▶ [Direction]: Please print, unchanged, the lines of the records between the line holding "Pretty please, detect the racing leathers" and the line holding "[423,0,828,290]", inclusive.

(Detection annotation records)
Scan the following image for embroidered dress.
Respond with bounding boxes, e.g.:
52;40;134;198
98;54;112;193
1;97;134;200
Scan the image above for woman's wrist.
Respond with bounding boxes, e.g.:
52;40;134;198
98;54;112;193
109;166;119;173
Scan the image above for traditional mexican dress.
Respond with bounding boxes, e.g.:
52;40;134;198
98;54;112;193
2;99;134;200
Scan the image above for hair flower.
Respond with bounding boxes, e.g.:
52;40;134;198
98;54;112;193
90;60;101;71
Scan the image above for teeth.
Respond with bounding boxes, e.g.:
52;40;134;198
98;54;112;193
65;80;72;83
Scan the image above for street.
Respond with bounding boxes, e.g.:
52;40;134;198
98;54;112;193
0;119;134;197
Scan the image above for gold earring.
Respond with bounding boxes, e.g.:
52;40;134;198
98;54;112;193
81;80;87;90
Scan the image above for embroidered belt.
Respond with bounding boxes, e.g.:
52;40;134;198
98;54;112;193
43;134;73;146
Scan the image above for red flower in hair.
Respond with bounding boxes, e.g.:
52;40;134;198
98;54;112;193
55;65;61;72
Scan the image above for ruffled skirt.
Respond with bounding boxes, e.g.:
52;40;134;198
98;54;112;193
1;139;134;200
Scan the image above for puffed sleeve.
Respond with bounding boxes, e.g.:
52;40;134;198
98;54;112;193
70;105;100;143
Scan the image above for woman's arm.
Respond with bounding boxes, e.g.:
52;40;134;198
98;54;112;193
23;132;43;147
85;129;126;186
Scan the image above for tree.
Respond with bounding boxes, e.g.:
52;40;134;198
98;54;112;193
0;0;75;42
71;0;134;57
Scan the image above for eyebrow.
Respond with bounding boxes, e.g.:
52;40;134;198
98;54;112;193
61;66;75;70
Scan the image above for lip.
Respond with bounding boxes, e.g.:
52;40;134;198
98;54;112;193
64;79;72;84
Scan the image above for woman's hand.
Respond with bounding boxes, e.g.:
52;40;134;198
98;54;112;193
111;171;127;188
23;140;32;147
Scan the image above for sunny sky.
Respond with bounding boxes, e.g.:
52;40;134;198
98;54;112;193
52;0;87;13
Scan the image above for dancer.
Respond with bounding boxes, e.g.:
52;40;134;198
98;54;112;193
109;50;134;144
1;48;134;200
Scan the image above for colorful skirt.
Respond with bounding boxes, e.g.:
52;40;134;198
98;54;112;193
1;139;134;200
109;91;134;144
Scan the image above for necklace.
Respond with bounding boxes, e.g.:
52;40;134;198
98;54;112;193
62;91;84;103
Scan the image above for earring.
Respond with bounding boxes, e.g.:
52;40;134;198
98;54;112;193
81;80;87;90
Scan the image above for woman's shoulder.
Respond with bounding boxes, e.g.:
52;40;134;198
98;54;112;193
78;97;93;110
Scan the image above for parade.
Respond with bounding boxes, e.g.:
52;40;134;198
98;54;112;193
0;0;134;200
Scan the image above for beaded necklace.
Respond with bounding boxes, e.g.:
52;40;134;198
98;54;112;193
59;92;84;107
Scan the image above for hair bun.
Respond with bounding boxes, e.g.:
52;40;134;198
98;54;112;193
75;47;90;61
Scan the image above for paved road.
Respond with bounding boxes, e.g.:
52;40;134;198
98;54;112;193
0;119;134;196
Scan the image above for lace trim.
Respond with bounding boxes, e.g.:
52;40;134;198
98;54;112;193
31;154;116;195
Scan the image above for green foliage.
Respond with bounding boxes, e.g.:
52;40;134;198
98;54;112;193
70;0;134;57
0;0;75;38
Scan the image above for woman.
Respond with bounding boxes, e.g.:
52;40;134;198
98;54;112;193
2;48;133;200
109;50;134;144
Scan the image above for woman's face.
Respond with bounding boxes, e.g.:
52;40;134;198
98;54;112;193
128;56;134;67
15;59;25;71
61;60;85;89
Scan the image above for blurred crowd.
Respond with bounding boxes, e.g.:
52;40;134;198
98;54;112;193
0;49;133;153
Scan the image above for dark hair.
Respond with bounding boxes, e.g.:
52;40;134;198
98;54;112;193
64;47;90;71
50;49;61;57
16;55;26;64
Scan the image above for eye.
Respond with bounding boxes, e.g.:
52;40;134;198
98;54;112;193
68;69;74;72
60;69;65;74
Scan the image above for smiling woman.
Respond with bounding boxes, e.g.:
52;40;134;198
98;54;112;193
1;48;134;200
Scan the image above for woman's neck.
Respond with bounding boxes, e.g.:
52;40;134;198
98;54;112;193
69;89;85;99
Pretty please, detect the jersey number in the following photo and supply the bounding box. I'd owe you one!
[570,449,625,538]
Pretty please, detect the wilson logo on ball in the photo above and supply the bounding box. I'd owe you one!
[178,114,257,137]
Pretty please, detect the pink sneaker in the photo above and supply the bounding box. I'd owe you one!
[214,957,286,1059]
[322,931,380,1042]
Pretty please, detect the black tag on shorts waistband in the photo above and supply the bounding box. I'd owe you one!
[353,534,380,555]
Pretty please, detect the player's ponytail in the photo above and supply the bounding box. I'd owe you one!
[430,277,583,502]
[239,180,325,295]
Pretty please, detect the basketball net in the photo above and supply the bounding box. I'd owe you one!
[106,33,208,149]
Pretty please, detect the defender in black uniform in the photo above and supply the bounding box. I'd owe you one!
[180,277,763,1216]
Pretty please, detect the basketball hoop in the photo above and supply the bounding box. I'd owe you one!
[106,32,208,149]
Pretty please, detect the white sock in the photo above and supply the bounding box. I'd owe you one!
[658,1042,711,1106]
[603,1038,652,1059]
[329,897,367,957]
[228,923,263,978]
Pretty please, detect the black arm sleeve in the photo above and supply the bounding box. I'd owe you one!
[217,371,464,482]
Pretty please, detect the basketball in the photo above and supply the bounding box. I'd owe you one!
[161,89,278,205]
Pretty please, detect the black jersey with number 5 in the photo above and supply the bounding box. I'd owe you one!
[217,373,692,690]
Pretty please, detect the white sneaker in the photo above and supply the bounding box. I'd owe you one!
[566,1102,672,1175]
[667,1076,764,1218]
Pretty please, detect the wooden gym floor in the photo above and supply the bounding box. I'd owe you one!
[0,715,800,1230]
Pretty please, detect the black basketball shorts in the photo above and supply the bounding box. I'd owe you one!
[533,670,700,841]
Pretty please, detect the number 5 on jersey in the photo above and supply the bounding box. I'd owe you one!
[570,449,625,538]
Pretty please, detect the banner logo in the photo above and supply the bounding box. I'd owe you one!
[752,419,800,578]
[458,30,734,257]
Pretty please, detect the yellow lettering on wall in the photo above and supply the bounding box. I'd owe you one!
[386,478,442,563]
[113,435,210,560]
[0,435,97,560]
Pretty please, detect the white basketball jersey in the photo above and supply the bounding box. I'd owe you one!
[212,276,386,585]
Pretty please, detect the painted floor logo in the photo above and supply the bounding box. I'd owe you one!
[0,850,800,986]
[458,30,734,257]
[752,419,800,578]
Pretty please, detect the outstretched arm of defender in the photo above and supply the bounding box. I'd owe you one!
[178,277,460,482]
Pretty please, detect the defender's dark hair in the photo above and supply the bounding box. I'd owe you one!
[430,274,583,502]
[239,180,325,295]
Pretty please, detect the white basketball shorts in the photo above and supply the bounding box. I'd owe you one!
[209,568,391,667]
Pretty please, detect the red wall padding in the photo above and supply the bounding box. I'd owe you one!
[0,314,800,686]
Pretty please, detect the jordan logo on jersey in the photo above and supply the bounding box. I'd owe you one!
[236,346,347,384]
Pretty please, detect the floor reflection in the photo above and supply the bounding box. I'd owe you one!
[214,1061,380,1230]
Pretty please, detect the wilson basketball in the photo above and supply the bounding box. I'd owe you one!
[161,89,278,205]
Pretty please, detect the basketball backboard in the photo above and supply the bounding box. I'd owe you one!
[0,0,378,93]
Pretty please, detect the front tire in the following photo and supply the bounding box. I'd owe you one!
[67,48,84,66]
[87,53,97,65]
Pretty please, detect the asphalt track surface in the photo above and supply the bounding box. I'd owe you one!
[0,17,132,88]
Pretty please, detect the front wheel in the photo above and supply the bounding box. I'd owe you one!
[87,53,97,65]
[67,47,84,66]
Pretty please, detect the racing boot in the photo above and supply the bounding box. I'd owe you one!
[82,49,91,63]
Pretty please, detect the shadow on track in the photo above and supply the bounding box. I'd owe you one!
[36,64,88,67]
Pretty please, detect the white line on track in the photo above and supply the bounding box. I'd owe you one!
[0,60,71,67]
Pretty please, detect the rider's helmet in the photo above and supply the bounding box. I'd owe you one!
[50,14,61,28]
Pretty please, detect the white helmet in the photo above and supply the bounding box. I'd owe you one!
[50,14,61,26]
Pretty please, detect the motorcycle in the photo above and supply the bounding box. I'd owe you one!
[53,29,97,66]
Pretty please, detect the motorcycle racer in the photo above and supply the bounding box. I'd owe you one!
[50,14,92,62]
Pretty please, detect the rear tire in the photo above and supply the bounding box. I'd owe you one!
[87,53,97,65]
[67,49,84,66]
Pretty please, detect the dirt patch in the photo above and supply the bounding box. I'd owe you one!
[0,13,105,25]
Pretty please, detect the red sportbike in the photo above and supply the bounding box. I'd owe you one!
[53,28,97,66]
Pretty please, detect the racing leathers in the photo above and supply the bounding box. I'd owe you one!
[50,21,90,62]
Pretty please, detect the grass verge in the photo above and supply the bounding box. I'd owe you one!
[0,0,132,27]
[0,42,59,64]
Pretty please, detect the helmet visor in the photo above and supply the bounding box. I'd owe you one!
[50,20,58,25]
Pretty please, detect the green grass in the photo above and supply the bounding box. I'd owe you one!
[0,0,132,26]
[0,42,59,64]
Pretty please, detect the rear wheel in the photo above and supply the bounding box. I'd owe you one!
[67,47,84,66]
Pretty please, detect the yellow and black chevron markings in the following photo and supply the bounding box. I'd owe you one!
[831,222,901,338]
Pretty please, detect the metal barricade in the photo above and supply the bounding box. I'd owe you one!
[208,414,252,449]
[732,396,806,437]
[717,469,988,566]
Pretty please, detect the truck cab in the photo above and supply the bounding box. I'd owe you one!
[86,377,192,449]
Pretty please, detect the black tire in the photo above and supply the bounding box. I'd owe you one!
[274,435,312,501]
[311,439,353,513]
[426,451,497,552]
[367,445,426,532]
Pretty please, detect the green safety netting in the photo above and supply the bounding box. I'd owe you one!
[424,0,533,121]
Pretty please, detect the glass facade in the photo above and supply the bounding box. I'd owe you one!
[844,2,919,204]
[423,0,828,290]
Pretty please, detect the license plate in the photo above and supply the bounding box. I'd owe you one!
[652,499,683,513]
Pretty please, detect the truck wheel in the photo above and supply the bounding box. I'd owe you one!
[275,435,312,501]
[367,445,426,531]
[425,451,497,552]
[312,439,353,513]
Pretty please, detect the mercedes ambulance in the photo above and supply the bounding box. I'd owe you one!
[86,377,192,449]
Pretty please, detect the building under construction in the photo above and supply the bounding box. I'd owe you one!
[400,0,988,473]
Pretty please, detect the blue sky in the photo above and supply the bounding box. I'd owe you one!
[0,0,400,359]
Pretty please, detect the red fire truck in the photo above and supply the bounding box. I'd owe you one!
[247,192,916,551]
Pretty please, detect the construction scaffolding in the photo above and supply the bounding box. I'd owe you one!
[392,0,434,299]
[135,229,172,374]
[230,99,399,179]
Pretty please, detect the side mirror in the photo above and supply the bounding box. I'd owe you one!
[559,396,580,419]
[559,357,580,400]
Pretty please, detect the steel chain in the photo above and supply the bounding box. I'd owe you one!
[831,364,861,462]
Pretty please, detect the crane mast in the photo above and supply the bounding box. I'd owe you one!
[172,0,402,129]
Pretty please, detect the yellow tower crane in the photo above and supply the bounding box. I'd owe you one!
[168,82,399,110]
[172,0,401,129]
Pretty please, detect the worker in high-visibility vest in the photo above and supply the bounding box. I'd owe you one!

▶ [Answer to the task]:
Pretty please, detect the racing leathers in the photo above and supply the bounding box. I'd owe you one!
[50,21,90,62]
Pretty please, detect the grass verge in the photo above and supply the bounding box. I'd owe you one!
[0,0,132,27]
[0,42,59,64]
Pretty please, detect the helmet visor in the photo above and supply the bounding box. I'd owe you one!
[50,20,58,25]
Pretty please, detect the green grass in the photo above and supply the bounding box. I'd owe you one!
[0,0,132,26]
[0,42,59,64]
Pretty please, detect the rear wheel in the photo above and supply the bounding box. I'd owe you one!
[67,47,84,66]
Pretty please, detect the yellow and black chevron markings in the following photo and supply the bounding box. I'd owe you one!
[831,222,901,338]
Pretty please, detect the metal barricade in the photo above and supply the bounding box. I'd owe you one!
[208,414,252,449]
[732,396,806,437]
[717,469,988,566]
Pretty please, detect the truck cab in the photo above and supply the bounding box. I'd owe you one!
[86,377,192,449]
Pretty please, detect the black tire in the photo above and supply the bounding box. I'd owe you one!
[274,435,312,501]
[311,439,353,513]
[426,451,497,552]
[367,445,426,532]
Pretty please, detect the green safety netting in the photo above and supply the bounding box. I'd owe you one!
[424,0,533,121]
Pretty please, detect the glass facade in the photo above and supply the bounding box. I'd owe you one!
[844,2,919,204]
[423,0,828,290]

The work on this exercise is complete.